BEGIN

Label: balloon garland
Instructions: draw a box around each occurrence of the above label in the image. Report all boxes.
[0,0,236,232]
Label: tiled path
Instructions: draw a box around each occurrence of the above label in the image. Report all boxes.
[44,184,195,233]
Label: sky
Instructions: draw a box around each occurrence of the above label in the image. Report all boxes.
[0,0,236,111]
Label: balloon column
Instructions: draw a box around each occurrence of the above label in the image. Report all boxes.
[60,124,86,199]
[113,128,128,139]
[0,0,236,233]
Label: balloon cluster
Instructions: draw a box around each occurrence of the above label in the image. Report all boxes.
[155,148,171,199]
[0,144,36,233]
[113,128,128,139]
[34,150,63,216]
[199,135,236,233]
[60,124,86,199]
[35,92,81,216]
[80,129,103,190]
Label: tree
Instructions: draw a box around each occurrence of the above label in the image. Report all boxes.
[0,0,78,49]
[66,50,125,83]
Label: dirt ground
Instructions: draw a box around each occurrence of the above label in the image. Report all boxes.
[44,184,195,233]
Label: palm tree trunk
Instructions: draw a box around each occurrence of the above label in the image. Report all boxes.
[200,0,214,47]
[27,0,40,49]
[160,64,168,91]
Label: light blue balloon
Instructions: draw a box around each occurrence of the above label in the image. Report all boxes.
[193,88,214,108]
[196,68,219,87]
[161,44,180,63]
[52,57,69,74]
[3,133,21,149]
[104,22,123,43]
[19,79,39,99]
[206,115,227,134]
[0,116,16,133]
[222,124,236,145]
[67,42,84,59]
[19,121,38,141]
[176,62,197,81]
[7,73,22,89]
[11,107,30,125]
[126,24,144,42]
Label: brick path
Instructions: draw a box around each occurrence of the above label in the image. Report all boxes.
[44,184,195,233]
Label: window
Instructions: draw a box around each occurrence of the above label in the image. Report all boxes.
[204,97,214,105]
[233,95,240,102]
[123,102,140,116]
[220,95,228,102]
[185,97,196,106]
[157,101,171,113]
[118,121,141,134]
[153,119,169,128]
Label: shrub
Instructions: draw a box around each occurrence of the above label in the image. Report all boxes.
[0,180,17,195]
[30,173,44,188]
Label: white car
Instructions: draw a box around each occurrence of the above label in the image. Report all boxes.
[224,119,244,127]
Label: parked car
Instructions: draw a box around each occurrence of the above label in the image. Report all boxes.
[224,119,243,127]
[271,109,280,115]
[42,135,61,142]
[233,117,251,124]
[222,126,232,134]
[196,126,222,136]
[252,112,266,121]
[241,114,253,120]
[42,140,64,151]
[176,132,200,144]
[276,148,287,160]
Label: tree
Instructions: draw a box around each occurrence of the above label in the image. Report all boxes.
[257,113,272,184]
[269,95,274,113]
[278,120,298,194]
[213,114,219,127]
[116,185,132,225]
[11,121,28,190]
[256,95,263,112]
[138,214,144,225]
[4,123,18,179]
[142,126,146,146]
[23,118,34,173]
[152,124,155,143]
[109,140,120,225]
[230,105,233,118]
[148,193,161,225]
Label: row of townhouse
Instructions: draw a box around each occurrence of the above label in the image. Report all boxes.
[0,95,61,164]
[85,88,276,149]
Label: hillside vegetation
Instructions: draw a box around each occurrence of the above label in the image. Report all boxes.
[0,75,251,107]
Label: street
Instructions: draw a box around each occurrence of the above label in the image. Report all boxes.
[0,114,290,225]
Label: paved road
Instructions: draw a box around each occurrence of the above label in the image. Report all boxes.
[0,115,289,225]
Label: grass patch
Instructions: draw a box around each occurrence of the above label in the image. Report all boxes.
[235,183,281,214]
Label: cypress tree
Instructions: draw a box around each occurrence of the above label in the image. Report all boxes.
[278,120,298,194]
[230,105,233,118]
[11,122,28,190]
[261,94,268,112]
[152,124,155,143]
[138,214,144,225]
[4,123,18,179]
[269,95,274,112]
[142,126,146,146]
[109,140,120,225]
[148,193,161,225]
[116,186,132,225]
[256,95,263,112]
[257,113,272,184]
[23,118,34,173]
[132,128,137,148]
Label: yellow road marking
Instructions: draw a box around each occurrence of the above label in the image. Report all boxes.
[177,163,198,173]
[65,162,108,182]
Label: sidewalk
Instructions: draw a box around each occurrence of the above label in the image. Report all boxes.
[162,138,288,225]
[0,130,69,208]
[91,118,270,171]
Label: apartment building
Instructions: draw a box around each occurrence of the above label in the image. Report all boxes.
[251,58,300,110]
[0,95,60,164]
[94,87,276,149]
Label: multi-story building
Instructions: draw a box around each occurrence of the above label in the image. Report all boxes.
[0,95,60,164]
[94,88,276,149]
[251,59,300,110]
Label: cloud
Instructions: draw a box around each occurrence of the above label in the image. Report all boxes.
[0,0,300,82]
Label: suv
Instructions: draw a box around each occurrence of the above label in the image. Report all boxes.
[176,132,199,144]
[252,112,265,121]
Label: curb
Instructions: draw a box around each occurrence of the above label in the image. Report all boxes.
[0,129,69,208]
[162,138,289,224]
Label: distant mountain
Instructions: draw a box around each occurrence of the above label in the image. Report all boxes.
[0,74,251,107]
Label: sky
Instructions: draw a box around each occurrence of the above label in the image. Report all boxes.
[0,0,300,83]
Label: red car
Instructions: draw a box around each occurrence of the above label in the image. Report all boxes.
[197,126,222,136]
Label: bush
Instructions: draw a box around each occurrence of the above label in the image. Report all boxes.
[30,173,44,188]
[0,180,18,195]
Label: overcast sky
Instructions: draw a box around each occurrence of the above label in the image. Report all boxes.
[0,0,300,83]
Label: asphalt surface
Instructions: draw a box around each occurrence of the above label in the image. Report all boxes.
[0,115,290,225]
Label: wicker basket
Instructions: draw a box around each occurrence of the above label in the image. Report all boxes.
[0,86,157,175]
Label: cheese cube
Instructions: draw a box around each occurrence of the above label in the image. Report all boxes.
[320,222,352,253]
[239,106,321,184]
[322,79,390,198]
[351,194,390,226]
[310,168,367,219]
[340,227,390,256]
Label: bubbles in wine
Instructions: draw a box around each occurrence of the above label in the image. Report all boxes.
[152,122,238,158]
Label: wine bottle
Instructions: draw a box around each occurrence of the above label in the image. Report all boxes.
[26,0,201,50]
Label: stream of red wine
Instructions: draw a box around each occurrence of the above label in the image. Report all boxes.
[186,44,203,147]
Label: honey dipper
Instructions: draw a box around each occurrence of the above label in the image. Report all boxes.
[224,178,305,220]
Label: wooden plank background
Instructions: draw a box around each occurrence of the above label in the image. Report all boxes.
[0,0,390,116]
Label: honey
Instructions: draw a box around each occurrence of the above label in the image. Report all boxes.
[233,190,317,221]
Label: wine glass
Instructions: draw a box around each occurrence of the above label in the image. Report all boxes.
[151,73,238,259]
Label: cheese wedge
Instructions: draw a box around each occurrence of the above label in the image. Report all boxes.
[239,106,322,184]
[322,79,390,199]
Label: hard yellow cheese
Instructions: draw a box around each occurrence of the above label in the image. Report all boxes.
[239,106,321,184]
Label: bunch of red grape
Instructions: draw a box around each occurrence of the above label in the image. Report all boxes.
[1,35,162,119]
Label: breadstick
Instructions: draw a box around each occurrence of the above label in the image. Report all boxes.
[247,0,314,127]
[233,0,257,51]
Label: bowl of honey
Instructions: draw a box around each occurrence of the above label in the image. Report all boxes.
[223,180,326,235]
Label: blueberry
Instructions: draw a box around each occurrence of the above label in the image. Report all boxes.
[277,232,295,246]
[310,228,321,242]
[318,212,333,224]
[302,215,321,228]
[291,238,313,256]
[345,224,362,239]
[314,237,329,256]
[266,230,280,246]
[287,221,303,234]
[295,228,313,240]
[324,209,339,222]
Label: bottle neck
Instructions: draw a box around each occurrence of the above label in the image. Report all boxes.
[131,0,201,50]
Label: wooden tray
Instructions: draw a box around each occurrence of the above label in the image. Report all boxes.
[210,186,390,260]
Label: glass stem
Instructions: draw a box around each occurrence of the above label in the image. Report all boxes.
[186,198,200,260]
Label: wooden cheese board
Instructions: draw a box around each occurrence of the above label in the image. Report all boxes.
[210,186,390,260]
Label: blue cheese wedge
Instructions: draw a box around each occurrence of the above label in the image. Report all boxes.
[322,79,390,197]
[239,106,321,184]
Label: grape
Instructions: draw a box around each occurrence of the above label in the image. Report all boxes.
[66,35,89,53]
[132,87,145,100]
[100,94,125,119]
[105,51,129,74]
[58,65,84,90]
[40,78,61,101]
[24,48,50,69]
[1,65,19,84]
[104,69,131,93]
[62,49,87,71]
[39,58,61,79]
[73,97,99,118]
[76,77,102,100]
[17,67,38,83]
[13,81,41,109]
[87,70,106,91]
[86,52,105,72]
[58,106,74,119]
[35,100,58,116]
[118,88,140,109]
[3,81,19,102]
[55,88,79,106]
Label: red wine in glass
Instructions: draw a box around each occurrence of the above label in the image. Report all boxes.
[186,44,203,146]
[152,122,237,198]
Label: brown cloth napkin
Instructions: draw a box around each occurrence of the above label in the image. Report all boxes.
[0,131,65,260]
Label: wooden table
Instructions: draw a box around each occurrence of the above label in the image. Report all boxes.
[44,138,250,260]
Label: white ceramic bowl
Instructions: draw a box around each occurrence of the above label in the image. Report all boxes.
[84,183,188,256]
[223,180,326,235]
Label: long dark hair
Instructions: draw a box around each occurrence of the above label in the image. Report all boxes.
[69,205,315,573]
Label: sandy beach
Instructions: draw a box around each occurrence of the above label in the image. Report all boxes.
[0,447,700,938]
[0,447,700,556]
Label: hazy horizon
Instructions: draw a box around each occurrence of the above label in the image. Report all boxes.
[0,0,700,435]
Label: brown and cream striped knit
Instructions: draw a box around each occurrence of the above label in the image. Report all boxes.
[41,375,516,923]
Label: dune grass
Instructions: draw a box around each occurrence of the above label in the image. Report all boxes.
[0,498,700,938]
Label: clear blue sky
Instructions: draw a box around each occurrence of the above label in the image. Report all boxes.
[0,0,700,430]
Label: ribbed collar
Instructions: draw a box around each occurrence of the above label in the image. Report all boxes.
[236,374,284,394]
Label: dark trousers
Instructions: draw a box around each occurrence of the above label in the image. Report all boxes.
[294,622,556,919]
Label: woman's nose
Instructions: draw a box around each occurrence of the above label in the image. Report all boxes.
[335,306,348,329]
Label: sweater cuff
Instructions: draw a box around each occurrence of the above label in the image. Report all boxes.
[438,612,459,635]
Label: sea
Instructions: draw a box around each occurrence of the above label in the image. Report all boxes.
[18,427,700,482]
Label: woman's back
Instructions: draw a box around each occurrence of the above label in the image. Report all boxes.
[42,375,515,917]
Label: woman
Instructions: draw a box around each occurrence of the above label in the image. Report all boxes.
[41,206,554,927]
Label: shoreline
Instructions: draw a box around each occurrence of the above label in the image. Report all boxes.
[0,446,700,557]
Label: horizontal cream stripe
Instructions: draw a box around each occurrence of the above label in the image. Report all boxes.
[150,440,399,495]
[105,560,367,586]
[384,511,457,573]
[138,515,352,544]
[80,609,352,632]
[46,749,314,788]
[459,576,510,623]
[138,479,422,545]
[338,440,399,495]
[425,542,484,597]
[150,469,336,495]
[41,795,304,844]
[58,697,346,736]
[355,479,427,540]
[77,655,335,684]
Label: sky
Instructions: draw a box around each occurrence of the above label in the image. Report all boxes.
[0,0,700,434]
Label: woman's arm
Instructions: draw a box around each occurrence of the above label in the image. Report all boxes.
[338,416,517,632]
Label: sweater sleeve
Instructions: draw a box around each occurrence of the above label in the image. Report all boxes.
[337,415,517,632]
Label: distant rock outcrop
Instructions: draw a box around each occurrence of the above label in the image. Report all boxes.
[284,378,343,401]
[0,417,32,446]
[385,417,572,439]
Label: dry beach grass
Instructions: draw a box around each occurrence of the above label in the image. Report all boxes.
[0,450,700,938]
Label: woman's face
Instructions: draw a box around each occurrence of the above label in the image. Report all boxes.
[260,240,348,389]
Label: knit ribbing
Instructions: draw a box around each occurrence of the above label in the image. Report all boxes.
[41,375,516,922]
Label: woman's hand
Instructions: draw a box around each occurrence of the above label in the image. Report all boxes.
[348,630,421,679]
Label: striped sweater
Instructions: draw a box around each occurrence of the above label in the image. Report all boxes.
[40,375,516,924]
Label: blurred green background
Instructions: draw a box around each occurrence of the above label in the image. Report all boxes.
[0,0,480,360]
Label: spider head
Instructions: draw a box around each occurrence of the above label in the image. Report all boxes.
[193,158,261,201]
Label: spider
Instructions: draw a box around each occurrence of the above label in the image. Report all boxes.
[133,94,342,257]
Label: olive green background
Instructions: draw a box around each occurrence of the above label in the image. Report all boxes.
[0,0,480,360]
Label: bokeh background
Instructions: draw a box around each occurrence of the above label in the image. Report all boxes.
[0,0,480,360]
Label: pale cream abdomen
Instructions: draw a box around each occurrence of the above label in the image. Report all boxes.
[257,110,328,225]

END

Pick out every line above that contains the word "wine", and copy each of those lines.

Label: bubbles in wine
Label: wine bottle
Label: stream of red wine
Label: wine glass
Label: red wine in glass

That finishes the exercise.